- Données:
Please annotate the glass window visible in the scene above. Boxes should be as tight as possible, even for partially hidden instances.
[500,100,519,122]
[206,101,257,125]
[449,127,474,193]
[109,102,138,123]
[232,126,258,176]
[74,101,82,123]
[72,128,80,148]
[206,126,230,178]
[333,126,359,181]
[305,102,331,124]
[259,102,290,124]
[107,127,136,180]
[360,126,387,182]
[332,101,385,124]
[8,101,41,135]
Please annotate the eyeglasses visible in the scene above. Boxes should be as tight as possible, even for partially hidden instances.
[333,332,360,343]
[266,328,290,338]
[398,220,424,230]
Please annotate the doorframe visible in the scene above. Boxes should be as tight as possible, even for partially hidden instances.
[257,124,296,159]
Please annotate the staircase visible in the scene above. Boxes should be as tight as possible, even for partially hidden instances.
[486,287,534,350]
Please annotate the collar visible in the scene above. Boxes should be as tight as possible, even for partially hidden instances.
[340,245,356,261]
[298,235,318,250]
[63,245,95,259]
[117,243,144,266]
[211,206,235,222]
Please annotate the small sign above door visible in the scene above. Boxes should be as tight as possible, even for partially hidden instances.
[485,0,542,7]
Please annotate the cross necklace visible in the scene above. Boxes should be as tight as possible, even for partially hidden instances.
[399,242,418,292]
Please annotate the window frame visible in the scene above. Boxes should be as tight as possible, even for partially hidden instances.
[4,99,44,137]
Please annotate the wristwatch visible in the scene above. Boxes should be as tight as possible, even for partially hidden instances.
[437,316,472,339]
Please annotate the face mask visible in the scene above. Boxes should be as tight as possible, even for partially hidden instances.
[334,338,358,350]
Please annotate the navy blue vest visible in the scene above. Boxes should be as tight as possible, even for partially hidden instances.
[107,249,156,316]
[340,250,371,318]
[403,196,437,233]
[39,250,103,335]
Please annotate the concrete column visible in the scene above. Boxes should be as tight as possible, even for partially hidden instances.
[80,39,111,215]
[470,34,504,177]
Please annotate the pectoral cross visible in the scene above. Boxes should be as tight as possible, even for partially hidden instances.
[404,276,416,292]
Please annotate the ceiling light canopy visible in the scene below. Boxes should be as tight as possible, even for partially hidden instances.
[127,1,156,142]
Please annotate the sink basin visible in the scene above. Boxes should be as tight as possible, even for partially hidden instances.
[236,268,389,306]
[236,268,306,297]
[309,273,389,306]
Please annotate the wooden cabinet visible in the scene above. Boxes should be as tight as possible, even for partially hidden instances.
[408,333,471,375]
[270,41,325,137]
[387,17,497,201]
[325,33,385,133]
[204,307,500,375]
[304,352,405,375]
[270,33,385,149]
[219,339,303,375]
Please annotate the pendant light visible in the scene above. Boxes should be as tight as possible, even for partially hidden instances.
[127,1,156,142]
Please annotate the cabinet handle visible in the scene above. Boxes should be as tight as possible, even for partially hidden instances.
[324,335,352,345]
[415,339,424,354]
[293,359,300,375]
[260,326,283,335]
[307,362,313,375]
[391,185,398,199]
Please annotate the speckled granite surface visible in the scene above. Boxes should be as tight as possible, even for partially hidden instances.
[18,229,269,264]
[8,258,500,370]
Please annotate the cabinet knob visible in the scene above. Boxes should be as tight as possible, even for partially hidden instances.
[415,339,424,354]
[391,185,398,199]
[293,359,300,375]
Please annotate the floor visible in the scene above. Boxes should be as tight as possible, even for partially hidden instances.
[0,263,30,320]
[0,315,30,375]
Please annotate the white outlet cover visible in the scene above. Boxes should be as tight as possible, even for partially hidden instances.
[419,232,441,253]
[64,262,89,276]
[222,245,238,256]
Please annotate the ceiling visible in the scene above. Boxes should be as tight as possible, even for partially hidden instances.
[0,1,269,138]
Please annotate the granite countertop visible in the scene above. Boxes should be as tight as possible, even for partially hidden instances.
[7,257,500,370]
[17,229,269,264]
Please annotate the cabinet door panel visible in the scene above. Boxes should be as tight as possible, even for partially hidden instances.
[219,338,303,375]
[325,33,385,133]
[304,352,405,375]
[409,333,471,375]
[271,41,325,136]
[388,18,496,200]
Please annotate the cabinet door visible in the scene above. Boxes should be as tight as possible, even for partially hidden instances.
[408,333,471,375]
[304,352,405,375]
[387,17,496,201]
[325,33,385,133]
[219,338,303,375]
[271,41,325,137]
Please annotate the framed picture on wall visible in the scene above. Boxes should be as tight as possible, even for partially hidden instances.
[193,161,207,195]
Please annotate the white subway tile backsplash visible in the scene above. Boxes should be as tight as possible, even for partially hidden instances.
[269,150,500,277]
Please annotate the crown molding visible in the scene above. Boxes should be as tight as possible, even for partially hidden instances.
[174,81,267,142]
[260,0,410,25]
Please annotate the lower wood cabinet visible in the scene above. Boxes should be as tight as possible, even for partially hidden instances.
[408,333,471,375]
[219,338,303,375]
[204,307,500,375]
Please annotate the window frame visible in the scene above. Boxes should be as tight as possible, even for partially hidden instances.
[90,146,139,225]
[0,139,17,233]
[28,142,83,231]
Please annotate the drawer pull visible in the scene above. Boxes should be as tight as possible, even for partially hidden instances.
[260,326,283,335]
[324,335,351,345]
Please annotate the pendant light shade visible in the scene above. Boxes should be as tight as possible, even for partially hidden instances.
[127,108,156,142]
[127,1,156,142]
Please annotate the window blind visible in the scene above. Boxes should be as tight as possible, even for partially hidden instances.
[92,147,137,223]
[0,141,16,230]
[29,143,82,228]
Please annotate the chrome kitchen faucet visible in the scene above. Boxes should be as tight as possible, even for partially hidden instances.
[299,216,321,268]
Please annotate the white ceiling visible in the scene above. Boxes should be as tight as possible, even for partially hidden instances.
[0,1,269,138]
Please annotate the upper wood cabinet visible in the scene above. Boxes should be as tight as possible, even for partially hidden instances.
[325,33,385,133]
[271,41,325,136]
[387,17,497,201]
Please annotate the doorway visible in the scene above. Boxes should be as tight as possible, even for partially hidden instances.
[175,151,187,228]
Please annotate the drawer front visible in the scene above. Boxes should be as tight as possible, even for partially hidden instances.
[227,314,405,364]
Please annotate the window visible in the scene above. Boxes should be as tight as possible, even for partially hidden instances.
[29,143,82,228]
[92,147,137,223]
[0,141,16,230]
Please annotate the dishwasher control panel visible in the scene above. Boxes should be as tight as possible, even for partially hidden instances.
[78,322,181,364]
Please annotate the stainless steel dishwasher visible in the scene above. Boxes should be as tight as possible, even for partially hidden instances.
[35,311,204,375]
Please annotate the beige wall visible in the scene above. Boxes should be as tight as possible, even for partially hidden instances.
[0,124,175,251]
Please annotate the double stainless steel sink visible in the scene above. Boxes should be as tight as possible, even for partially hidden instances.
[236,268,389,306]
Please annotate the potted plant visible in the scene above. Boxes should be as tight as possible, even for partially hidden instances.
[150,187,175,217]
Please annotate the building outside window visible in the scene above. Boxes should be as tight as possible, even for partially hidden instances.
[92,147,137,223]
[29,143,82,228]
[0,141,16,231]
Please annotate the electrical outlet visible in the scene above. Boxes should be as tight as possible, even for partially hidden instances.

- Énoncé:
Mets tous les items ci-dessus sous forme de liste numérotée, sans les lignes vides.

- Réponse:
1. Please annotate the glass window visible in the scene above. Boxes should be as tight as possible, even for partially hidden instances.
2. [500,100,519,122]
3. [206,101,257,125]
4. [449,127,474,193]
5. [109,102,138,123]
6. [232,126,258,176]
7. [74,101,82,123]
8. [72,128,80,148]
9. [206,126,230,178]
10. [333,126,359,181]
11. [305,102,331,124]
12. [259,102,290,124]
13. [107,127,136,180]
14. [360,126,387,182]
15. [332,101,385,124]
16. [8,101,41,135]
17. Please annotate the eyeglasses visible in the scene above. Boxes should be as tight as possible, even for partially hidden instances.
18. [333,332,360,343]
19. [266,328,290,338]
20. [398,220,424,230]
21. Please annotate the doorframe visible in the scene above. Boxes should be as tight as possible, even for partially hidden instances.
22. [257,124,296,159]
23. Please annotate the staircase visible in the scene above. Boxes should be as tight as possible, even for partially hidden instances.
24. [486,287,534,350]
25. Please annotate the collar visible in the scene above. Boxes should be as tight as possible, even for partially hidden instances.
26. [340,245,356,261]
27. [298,235,318,250]
28. [63,245,95,259]
29. [117,243,144,266]
30. [211,206,235,222]
31. Please annotate the small sign above door visible in the scene above. Boxes should be as tight as possible, even for partially hidden instances.
32. [485,0,542,7]
33. Please annotate the cross necklace visible in the scene above. Boxes should be as tight as possible, even for partially hidden instances.
34. [399,242,418,292]
35. Please annotate the window frame visible in the scene above. Boxes should be as tight as possible, even for partially hidden instances.
36. [4,99,44,137]
37. Please annotate the wristwatch visible in the scene above. Boxes should be as tight as possible, even for partially hidden instances.
38. [437,316,472,339]
39. Please annotate the face mask visible in the scene above. Boxes should be as tight as possible, even for partially hidden instances.
40. [334,338,358,350]
41. Please annotate the navy blue vest visible in the scene above. Boxes should be as tight as possible, even for partially hidden instances.
42. [107,249,156,316]
43. [340,250,371,318]
44. [403,196,437,233]
45. [39,250,103,335]
46. Please annotate the concrete column visible in the scene above. Boxes should be as tight as possible, even for partially hidden instances.
47. [80,39,111,215]
48. [470,34,504,177]
49. Please annotate the pectoral cross visible in the scene above. Boxes should be as tight as possible, even for partially hidden instances.
50. [404,276,416,292]
51. Please annotate the ceiling light canopy visible in the scene below. Boxes should be as tight as possible, even for partially hidden instances.
52. [127,1,156,142]
53. Please annotate the sink basin visible in the scene above. Boxes should be as tight as possible, even for partially hidden instances.
54. [236,268,389,306]
55. [236,268,306,297]
56. [309,273,389,306]
57. Please annotate the wooden cabinet visible in the scene above. Boxes should be as tight as possible, even for partially hidden instances.
58. [408,333,471,375]
59. [270,41,325,137]
60. [387,17,497,201]
61. [325,33,385,133]
62. [204,307,500,375]
63. [304,352,405,375]
64. [270,33,385,149]
65. [219,339,303,375]
66. Please annotate the pendant light visible in the scene above. Boxes should be as tight as possible, even for partially hidden instances.
67. [127,1,156,142]
68. Please annotate the cabinet handle visible in the scene above. Boxes should be as tight as possible, even for partially hidden instances.
69. [324,335,352,345]
70. [415,339,424,354]
71. [293,359,300,375]
72. [260,326,283,335]
73. [307,362,313,375]
74. [391,185,398,199]
75. Please annotate the speckled granite surface visible in the scene above. Boxes should be as tight as possible, even for partially hidden instances.
76. [18,229,269,264]
77. [8,258,500,370]
78. Please annotate the cabinet knob visible in the scene above. Boxes should be as tight as possible, even for partially hidden instances.
79. [415,339,424,354]
80. [391,185,398,199]
81. [293,359,300,375]
82. Please annotate the floor visible in the scene above. Boxes should be as tight as possible, even for partially hidden instances.
83. [0,263,30,320]
84. [0,315,30,375]
85. Please annotate the white outlet cover visible in the scene above. Boxes should be as tight as possible, even for partially hidden instances.
86. [419,232,441,253]
87. [64,262,89,276]
88. [222,245,238,256]
89. Please annotate the ceiling visible in the scene above. Boxes should be as tight as possible, even for partially hidden instances.
90. [0,1,269,138]
91. Please annotate the granite countertop visible in the scene above. Boxes should be as tight as possible, even for partially hidden instances.
92. [7,257,500,370]
93. [17,229,269,264]
94. Please annotate the cabinet door panel visible in the scene above. Boxes should be as tight as possible, even for partially hidden instances.
95. [219,338,303,375]
96. [325,33,385,133]
97. [304,352,405,375]
98. [409,333,471,375]
99. [271,41,325,136]
100. [388,18,496,200]
101. Please annotate the cabinet door visible in the scene above. Boxes should be as tight as possible, even for partially hidden instances.
102. [408,333,471,375]
103. [304,352,405,375]
104. [387,17,496,201]
105. [325,33,385,133]
106. [219,338,303,375]
107. [271,41,325,137]
108. Please annotate the framed picture on wall visible in the scene above. Boxes should be as tight as possible, even for partially hidden instances.
109. [193,161,207,195]
110. Please annotate the white subway tile backsplash visible in the scene above. Boxes should be as tight as possible, even for partially hidden instances.
111. [269,150,500,277]
112. Please annotate the crown molding visible in the scene above. Boxes should be as tight as possible, even for partially hidden instances.
113. [174,81,267,142]
114. [260,0,410,25]
115. Please annotate the lower wood cabinet visible in the scene above. Boxes should be as tight as possible, even for partially hidden instances.
116. [408,333,471,375]
117. [219,338,303,375]
118. [204,307,500,375]
119. Please annotate the window frame visible in the scene above. Boxes should be as tight as possible, even for partially hidden instances.
120. [90,146,139,225]
121. [0,139,17,233]
122. [28,142,83,231]
123. Please annotate the drawer pull visible in the scene above. Boxes should be as tight as possible, even for partially hidden instances.
124. [260,326,283,335]
125. [324,335,351,345]
126. Please annotate the pendant light shade visible in the scene above. Boxes should be as tight as possible, even for partially hidden instances.
127. [127,108,156,142]
128. [127,1,156,142]
129. Please annotate the window blind visible in the scene above. Boxes should be as tight as possible, even for partially hidden instances.
130. [92,147,137,223]
131. [0,141,16,230]
132. [29,143,82,228]
133. Please annotate the chrome kitchen faucet visible in the scene above. Boxes should be as tight as possible, even for partially hidden instances.
134. [299,216,321,268]
135. Please annotate the white ceiling visible in the scene above. Boxes should be as tight as possible, even for partially hidden instances.
136. [0,1,269,138]
137. Please annotate the upper wood cabinet visible in the scene above. Boxes should be as tight as possible, even for partially hidden instances.
138. [325,33,385,133]
139. [271,41,325,136]
140. [387,17,497,201]
141. Please annotate the doorway visible in the scene above. Boxes should be as tight as possible, even for partially hidden instances.
142. [175,151,187,228]
143. Please annotate the drawer front visible in the scene above. Boxes should be as tight as possible, even for partially hidden instances.
144. [227,314,405,364]
145. Please annotate the window visible in the scene above. Boxes should be as tight as possible, even for partially hidden instances.
146. [29,143,82,228]
147. [92,147,137,223]
148. [0,141,16,230]
149. Please annotate the dishwasher control panel visible in the scene above. Boxes should be as tight as possible, even for partially hidden instances.
150. [78,322,181,364]
151. Please annotate the stainless steel dishwasher visible in the scene above. Boxes should be as tight as possible, even for partially hidden instances.
152. [35,311,204,375]
153. Please annotate the beige wall visible in the scene above. Boxes should be as tight as possible, even for partially hidden instances.
154. [0,124,175,251]
155. Please annotate the double stainless steel sink visible in the scene above. Boxes should be as tight as possible, even for partially hidden instances.
156. [236,268,389,306]
157. Please annotate the potted plant visible in the scene above. Boxes should be as tight as possible, even for partially hidden instances.
158. [150,187,175,217]
159. Please annotate the building outside window visible in the scene above. Boxes should be as tight as possible, even for partially hidden instances.
160. [92,147,137,223]
161. [29,143,82,228]
162. [0,141,16,231]
163. Please annotate the electrical outlet visible in the scene above. Boxes should be as tight as possible, even for partially hidden instances.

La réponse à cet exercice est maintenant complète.